• Exercise description: Reproduce the items verbatim from their start through the line containing "0 276 600 800", with both ends included, and omit the pictures.

• Data lines:
>> BEGIN

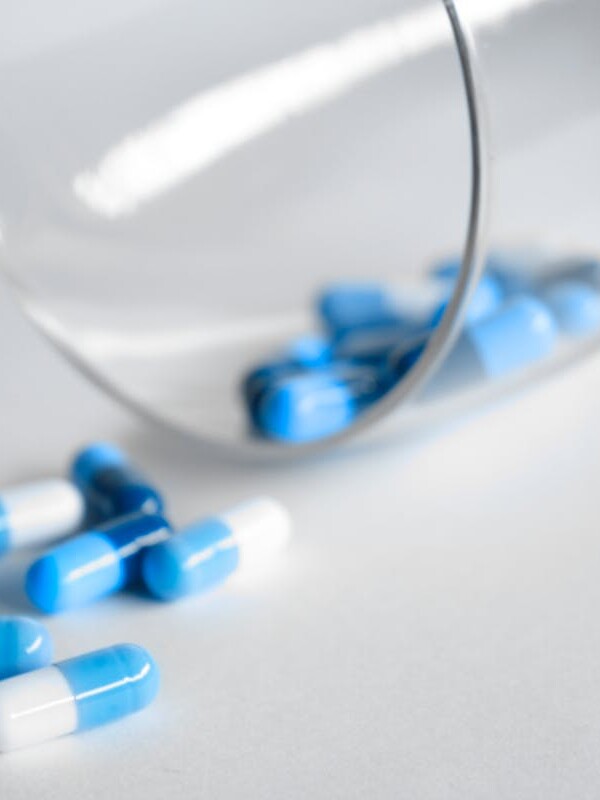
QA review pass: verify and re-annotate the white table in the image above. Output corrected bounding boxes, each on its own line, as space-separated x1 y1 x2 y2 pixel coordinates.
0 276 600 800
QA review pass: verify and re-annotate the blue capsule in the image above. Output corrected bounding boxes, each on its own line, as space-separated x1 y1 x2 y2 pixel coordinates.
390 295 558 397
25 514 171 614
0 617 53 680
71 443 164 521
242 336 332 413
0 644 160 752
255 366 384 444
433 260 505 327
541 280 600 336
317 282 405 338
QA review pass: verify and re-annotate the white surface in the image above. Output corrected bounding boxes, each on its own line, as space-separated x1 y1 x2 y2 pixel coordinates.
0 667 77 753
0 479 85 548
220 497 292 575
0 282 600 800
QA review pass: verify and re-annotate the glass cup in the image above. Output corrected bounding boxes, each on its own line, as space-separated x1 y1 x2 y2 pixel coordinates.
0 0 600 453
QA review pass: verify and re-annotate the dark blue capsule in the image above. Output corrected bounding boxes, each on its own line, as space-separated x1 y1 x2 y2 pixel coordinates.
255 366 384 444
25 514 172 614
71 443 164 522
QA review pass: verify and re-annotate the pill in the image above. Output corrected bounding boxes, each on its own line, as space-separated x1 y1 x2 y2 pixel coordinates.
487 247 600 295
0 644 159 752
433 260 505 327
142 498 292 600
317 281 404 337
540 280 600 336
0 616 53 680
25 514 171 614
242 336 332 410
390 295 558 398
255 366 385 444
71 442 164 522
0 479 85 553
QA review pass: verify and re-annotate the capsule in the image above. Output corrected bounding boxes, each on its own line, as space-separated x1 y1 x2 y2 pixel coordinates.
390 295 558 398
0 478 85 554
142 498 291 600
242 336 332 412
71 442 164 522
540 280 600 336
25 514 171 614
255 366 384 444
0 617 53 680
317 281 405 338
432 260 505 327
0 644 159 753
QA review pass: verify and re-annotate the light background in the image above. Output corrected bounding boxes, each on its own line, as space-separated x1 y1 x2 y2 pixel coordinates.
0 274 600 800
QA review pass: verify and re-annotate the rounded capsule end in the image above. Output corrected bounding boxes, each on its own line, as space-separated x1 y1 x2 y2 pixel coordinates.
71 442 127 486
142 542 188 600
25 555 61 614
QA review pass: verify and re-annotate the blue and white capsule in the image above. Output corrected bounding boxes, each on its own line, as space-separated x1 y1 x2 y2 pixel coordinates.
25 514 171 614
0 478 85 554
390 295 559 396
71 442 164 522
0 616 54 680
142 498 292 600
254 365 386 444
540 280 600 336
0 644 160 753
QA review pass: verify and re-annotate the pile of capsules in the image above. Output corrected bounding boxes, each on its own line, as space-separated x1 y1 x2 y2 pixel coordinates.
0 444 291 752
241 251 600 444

>> END

• Answer to this task:
QA review pass: verify and re-annotate the white table in the image above. Output corrected bounding boxes, each on its own line, as space-separated x1 y1 x2 y2 pixel coordinates.
0 276 600 800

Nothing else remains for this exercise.